*Given request*
Copy every line from the one containing "Practice step: find the ship hull" through the last line of the records below, both included, and nothing else.

*Material for this task*
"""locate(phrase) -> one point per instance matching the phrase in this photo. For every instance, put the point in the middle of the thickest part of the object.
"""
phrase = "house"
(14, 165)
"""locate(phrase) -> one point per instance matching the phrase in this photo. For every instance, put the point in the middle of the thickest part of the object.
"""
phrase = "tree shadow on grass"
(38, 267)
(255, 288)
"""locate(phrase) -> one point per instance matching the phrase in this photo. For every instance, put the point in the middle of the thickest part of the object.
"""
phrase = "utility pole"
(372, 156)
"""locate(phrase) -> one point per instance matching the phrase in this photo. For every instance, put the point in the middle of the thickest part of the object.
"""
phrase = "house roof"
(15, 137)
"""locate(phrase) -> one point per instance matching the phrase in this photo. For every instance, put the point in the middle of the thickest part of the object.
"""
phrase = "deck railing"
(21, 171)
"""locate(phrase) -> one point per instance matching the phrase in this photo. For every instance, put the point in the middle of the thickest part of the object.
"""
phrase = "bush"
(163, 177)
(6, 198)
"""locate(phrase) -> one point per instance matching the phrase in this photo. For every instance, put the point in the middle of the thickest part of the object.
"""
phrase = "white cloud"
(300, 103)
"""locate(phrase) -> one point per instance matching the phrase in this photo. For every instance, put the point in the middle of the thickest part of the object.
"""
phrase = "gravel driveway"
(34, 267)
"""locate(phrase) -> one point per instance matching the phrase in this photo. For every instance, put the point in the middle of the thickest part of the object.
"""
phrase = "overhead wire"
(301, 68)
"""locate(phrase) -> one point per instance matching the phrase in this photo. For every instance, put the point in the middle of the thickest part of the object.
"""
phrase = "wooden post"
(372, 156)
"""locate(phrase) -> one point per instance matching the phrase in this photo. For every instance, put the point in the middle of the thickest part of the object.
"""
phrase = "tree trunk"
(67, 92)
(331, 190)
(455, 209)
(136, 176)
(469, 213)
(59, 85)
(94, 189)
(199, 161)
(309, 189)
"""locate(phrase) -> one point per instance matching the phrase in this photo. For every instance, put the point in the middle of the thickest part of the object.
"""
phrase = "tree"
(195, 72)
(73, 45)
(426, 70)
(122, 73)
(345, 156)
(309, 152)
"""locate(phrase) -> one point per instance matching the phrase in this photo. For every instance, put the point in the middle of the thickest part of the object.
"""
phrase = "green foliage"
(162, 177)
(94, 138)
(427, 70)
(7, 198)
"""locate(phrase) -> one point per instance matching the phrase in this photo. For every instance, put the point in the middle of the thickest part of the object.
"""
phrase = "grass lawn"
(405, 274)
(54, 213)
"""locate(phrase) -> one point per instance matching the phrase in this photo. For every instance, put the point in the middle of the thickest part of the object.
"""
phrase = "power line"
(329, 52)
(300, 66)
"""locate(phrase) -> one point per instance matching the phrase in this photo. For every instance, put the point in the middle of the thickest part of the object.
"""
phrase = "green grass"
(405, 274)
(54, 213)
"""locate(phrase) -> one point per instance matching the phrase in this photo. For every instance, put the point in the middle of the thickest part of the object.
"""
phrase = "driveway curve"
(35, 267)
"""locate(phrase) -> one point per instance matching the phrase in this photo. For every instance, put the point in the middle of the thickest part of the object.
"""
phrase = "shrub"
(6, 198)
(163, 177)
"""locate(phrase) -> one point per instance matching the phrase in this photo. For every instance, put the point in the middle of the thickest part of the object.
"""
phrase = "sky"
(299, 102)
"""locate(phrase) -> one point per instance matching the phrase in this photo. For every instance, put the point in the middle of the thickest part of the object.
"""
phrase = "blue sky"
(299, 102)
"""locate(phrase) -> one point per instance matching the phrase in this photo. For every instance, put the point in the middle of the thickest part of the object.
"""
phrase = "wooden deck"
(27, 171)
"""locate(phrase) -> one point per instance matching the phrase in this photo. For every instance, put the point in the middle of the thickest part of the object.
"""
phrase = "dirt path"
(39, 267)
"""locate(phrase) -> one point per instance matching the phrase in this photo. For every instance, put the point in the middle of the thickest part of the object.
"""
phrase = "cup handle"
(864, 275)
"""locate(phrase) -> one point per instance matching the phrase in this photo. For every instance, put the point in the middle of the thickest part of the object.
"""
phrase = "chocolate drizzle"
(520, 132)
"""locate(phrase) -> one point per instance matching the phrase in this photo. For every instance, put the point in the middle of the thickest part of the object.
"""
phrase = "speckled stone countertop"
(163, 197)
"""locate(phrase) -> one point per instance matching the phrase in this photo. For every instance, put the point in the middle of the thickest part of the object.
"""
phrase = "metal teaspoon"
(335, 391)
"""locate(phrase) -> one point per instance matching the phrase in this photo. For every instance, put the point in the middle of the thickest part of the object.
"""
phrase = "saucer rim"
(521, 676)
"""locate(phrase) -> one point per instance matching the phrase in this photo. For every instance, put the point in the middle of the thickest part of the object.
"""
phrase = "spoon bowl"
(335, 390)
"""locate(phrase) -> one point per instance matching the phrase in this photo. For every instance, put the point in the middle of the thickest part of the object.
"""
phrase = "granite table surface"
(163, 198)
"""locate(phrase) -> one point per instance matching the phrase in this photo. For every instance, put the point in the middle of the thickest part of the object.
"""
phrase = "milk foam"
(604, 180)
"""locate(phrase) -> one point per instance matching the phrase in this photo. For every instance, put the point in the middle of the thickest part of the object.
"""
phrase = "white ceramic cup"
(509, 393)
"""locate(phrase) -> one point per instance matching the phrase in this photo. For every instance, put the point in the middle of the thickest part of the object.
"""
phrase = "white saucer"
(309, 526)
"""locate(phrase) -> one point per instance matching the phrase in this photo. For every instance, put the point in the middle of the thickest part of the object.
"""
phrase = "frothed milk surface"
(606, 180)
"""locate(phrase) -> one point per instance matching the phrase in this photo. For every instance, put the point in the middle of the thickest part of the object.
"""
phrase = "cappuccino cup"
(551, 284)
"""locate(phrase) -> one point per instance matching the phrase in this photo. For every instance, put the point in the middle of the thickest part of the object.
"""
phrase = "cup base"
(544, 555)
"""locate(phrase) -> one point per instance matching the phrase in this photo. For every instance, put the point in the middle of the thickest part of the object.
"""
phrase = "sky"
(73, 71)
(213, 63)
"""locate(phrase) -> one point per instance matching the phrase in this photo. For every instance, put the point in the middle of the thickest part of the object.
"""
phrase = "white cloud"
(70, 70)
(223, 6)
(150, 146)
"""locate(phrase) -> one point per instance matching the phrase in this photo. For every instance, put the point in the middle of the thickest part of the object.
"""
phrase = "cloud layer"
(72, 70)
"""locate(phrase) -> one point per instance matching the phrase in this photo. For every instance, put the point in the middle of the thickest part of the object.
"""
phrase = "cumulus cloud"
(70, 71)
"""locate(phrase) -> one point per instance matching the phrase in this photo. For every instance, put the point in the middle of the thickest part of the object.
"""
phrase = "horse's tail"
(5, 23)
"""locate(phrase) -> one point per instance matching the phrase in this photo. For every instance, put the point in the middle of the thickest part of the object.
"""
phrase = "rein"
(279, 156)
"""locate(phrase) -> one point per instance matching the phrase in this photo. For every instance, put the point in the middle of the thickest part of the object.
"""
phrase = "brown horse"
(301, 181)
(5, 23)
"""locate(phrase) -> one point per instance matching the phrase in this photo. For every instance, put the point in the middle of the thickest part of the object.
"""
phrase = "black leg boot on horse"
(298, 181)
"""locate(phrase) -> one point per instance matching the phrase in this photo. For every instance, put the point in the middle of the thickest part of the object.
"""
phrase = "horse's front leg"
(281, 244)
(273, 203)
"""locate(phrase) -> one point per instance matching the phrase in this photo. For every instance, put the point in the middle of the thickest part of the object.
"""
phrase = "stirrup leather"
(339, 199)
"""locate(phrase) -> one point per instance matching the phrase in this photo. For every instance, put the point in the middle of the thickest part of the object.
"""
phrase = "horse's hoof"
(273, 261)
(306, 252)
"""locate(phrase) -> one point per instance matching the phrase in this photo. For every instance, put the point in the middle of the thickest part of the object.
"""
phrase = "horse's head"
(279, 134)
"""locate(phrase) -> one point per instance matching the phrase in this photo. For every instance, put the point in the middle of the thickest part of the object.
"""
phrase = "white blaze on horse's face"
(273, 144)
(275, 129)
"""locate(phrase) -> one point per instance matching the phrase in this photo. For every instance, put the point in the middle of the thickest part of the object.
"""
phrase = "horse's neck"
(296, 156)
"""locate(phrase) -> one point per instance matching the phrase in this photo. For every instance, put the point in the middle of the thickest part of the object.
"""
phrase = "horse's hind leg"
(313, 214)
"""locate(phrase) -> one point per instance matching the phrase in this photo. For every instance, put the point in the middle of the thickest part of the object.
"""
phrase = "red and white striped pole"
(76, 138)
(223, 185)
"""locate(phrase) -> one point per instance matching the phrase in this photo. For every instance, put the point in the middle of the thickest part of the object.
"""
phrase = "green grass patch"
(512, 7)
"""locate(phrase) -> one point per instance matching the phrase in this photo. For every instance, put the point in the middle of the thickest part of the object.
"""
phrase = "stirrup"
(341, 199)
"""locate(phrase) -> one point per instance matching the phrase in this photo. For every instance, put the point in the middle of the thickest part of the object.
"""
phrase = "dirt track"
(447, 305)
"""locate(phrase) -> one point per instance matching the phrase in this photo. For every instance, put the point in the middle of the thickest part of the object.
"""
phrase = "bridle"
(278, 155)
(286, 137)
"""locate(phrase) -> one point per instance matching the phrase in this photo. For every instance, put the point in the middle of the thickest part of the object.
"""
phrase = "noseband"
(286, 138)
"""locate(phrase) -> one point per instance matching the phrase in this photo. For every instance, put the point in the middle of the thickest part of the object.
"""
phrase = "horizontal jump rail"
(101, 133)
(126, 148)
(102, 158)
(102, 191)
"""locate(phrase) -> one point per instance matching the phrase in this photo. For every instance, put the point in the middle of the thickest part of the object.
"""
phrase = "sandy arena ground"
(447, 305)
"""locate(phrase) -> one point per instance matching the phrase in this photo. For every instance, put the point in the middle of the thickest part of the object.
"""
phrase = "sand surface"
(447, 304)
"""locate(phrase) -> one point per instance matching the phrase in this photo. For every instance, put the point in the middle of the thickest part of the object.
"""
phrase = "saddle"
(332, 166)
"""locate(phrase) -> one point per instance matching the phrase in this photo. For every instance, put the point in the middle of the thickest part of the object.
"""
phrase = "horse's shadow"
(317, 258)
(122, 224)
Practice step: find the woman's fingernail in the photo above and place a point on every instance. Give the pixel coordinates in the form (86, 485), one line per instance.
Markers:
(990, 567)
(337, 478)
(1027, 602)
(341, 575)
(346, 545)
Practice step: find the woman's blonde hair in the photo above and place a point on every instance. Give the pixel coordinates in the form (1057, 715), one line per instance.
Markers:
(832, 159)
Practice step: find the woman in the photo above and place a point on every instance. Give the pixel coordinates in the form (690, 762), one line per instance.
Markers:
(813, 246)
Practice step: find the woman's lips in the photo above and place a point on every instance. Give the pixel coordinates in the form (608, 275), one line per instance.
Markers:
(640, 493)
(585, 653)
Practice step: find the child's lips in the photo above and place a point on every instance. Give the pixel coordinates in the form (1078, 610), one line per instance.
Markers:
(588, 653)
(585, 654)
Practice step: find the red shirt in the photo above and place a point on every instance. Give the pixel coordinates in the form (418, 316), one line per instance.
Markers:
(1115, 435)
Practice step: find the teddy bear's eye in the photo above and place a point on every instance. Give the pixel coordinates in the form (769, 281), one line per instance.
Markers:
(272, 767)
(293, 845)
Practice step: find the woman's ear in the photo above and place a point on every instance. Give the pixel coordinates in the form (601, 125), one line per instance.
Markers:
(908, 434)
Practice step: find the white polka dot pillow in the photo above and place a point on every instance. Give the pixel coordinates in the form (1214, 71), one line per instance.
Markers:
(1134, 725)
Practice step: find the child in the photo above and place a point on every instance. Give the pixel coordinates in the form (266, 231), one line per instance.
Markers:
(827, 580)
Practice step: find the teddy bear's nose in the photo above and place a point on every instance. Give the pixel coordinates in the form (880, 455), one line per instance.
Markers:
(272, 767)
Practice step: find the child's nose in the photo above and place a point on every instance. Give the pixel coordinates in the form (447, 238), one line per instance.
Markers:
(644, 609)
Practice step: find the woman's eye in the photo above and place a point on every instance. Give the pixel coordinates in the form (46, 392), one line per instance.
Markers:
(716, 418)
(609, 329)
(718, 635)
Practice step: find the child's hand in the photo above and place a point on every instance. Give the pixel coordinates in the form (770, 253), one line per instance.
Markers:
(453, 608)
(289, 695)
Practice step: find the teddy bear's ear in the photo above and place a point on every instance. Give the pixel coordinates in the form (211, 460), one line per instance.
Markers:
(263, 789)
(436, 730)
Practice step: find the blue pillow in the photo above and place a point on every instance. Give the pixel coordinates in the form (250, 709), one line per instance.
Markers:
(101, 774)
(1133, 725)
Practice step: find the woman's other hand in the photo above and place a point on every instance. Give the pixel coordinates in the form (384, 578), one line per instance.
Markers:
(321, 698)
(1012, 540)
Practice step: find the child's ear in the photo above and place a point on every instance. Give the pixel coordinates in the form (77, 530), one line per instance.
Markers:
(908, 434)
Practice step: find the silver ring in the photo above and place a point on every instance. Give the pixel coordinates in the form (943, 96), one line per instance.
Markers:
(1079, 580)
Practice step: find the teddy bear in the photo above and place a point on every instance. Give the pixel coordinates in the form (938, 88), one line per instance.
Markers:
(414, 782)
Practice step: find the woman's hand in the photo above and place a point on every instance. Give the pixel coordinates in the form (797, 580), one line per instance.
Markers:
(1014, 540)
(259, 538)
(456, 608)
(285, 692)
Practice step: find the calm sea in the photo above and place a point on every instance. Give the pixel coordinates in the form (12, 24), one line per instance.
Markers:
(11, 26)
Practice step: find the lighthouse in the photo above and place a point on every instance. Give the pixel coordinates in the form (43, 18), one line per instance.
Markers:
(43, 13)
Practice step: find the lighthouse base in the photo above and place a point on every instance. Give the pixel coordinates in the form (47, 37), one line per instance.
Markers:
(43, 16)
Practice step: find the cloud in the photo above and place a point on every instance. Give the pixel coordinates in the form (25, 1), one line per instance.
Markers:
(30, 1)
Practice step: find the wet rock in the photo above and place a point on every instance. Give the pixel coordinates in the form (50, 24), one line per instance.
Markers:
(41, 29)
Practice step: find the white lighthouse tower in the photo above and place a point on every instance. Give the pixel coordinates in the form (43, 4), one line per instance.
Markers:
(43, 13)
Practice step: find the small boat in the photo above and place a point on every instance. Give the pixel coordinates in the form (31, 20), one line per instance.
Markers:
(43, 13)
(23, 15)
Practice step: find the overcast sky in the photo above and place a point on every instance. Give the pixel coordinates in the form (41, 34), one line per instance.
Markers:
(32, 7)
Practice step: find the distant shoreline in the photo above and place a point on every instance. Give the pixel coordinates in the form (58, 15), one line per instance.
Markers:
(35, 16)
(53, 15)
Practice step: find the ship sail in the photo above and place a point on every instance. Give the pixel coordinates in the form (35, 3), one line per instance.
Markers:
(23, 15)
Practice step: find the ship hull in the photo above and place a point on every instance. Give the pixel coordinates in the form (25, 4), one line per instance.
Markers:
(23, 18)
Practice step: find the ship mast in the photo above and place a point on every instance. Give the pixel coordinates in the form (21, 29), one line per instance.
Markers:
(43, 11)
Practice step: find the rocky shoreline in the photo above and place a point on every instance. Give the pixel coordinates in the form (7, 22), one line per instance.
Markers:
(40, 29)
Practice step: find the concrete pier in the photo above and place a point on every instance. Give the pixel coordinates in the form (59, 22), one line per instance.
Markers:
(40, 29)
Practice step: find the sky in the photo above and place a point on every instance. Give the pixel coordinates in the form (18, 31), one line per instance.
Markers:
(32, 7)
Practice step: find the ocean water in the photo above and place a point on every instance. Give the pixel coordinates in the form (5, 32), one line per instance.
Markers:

*Exercise response*
Practice step: find the ship hull in the photo above and place a point on every instance. Give the pixel coordinates in the form (25, 4), one line per instance.
Markers:
(23, 18)
Practice step: find the ship mast in the photo above and place a point on every instance. Give the pixel coordinates in the form (21, 29), one line per instance.
Markers:
(43, 11)
Practice step: find the rocky shoreline in the photo above and place a point on every instance. Give the pixel coordinates in the form (7, 22), one line per instance.
Markers:
(40, 29)
Practice step: find the concrete pier in the photo above and place a point on every instance. Give the pixel coordinates in the form (59, 22), one line per instance.
Markers:
(40, 29)
Practice step: find the sky in the photo above and place a point on every instance. Give the pixel coordinates in the form (18, 31), one line per instance.
Markers:
(32, 7)
Practice step: find the ocean water in the photo above and place a point on every instance. Give the pixel coordinates in the form (5, 32), one line per instance.
Markers:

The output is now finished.